Exercise
Return every line of the material below that contains the string "target", matching case exactly.

The input
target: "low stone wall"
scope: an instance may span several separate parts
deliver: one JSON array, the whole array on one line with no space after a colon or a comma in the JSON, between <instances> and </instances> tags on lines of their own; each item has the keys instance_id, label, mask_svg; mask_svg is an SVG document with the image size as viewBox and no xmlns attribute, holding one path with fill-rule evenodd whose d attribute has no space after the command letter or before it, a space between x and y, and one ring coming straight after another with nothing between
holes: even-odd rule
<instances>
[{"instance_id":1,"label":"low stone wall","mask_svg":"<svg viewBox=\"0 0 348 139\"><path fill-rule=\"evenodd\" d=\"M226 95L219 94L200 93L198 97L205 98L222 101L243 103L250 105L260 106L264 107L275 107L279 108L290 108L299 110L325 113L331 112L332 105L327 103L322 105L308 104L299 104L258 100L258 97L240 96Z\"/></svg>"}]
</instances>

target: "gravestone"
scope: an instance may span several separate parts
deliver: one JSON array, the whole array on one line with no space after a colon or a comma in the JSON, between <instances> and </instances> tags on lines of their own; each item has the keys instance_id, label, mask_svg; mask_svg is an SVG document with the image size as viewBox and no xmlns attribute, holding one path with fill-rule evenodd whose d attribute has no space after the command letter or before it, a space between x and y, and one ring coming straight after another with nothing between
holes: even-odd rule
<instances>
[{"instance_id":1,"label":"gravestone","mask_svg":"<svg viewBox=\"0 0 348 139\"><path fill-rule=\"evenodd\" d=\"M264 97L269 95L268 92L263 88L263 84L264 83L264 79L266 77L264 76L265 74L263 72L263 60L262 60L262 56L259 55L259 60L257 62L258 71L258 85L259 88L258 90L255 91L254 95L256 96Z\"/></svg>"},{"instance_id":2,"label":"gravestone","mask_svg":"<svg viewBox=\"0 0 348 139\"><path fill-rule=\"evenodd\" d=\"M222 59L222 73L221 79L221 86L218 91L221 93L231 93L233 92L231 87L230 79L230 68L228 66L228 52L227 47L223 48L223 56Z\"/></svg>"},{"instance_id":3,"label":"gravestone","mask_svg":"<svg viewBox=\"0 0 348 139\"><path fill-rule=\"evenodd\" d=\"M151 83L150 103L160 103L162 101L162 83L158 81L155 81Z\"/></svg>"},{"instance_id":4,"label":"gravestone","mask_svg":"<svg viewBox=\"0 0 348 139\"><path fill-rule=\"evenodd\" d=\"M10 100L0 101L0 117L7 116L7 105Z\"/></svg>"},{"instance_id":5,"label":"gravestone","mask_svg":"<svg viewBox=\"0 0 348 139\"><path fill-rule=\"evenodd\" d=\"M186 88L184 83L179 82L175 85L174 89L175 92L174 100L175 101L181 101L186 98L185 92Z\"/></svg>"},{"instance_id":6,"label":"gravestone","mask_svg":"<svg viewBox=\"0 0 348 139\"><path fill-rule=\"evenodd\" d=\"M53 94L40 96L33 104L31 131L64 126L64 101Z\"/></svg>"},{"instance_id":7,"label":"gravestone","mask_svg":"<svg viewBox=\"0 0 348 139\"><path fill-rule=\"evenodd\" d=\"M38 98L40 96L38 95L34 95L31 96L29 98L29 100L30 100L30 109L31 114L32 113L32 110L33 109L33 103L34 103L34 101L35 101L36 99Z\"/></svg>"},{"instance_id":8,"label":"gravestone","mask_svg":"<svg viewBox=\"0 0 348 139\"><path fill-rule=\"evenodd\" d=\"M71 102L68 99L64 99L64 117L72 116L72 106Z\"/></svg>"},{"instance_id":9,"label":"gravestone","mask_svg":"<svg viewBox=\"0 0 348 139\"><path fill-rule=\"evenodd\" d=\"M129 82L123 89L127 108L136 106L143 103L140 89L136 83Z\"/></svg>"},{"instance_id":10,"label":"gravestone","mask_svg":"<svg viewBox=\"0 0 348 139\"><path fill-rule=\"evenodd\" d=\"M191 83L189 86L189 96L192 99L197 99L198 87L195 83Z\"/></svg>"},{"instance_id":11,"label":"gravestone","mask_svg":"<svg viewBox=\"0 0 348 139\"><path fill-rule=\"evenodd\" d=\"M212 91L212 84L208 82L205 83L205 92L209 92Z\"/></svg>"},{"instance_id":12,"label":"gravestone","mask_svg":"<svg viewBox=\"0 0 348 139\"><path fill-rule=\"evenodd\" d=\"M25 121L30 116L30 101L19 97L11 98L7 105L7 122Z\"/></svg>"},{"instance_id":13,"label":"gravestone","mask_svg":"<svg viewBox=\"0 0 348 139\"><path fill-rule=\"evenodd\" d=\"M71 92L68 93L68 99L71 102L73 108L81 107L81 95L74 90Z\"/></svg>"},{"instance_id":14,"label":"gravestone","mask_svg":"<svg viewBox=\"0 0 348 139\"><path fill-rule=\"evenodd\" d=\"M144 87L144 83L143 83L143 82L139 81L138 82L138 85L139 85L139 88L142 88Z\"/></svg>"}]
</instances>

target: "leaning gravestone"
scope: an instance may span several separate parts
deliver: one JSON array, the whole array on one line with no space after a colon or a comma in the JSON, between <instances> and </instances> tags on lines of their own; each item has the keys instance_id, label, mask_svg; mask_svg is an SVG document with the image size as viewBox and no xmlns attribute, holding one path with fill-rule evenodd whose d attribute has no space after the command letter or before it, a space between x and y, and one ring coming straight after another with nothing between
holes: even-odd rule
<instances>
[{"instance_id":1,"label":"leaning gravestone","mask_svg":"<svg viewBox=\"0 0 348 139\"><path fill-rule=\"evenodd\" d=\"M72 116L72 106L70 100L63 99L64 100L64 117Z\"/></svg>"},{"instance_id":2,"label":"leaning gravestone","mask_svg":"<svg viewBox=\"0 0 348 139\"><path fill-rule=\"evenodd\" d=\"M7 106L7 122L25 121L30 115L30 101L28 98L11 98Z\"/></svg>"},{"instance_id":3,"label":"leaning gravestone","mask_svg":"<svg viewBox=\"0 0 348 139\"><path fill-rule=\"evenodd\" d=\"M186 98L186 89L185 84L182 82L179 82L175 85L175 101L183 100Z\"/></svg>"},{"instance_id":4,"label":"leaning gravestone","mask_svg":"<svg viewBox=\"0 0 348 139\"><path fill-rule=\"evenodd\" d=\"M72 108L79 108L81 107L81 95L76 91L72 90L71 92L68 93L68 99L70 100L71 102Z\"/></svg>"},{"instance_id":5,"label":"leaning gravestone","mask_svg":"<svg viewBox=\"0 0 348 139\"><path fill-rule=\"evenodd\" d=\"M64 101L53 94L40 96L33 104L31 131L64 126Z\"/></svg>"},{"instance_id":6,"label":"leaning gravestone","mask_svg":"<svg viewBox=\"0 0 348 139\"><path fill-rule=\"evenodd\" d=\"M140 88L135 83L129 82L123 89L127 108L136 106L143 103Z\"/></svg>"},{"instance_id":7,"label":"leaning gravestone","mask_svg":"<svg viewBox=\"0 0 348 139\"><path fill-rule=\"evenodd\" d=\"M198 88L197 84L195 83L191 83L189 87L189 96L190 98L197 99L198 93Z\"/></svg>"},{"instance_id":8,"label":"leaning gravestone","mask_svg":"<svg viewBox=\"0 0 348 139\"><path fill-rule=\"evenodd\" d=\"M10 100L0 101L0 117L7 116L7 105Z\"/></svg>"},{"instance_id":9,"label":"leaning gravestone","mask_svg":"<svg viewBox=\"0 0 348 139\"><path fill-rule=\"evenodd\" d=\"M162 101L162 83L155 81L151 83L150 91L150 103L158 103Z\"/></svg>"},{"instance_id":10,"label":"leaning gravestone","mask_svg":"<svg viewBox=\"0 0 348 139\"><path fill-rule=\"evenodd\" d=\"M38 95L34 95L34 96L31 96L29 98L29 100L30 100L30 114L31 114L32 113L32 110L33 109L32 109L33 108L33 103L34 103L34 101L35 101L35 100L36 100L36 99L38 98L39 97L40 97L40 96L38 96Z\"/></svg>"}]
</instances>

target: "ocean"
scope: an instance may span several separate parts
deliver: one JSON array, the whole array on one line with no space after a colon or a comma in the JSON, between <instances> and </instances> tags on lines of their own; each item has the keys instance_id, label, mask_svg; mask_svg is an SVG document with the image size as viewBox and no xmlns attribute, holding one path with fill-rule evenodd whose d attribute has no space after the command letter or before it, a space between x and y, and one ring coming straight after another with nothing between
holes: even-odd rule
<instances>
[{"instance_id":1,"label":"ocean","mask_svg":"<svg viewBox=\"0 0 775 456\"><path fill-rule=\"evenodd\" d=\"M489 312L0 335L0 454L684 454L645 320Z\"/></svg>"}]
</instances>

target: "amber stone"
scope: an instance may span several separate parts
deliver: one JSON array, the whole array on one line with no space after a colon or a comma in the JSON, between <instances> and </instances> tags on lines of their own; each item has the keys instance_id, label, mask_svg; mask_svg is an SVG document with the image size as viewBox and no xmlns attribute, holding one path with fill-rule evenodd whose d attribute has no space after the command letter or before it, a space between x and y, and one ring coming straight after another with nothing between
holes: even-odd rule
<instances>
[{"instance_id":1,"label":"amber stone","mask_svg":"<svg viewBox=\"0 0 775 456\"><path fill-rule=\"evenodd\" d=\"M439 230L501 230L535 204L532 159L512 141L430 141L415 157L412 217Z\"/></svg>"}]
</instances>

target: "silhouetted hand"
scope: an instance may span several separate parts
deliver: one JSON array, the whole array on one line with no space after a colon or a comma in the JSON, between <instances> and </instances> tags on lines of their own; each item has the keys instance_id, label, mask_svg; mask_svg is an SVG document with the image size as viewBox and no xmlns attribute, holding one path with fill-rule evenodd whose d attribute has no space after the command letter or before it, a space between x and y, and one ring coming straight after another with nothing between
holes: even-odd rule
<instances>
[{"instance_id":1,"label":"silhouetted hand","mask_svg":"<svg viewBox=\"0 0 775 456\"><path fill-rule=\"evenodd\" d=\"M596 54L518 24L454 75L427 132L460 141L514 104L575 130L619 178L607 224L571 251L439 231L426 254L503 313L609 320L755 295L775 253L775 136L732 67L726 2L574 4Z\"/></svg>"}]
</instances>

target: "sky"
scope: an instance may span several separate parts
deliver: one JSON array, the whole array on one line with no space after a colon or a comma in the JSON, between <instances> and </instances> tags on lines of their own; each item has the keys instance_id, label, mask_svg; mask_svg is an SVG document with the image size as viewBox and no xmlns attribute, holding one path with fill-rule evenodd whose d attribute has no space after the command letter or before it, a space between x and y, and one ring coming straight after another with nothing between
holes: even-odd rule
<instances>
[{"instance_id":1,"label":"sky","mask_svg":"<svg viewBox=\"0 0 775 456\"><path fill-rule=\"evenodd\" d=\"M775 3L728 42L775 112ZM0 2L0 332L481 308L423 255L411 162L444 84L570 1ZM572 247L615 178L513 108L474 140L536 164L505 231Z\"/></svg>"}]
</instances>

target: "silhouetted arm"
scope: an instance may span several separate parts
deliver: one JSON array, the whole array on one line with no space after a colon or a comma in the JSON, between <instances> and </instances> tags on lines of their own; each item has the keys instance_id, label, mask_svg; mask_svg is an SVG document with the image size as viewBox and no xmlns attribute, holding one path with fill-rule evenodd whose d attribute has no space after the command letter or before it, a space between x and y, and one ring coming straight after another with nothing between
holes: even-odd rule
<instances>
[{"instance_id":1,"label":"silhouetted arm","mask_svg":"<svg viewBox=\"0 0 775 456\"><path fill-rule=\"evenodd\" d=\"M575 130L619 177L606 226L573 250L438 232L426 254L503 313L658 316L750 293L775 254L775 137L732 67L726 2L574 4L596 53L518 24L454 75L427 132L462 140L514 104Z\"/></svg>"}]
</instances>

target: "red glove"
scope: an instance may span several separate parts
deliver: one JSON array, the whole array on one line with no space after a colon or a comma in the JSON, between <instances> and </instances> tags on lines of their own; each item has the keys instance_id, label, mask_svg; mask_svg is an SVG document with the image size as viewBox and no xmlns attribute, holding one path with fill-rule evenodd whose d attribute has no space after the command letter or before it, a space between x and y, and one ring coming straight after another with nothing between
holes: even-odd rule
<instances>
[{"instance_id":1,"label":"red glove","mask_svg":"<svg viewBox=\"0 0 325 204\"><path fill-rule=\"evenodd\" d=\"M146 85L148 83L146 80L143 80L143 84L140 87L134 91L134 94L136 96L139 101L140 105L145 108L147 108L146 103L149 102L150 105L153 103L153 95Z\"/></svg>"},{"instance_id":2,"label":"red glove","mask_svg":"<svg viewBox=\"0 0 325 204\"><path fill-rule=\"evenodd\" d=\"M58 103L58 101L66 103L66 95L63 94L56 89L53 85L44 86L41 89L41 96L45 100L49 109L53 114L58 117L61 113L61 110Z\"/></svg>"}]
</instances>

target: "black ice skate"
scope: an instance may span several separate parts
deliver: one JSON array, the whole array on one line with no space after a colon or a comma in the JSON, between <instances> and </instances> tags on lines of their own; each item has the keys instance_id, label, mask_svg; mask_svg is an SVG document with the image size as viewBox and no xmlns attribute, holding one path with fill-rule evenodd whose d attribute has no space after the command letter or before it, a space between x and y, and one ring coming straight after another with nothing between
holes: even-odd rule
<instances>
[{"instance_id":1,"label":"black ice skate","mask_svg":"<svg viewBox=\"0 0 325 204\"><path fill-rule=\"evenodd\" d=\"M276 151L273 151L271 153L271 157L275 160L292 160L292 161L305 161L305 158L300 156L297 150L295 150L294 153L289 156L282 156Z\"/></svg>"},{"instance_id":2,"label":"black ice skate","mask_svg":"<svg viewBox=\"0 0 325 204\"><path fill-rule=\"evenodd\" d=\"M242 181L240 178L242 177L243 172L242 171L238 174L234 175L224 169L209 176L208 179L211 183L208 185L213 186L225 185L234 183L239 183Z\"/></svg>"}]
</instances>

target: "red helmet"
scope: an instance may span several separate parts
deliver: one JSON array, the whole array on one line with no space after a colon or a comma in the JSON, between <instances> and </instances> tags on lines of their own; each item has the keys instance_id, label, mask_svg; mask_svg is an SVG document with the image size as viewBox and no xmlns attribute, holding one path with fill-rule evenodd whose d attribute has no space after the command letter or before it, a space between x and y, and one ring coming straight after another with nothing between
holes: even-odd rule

Task solution
target: "low stone wall"
target: "gravestone"
target: "leaning gravestone"
target: "ocean"
target: "amber stone"
target: "silhouetted hand"
target: "sky"
target: "silhouetted arm"
target: "red glove"
target: "black ice skate"
target: "red helmet"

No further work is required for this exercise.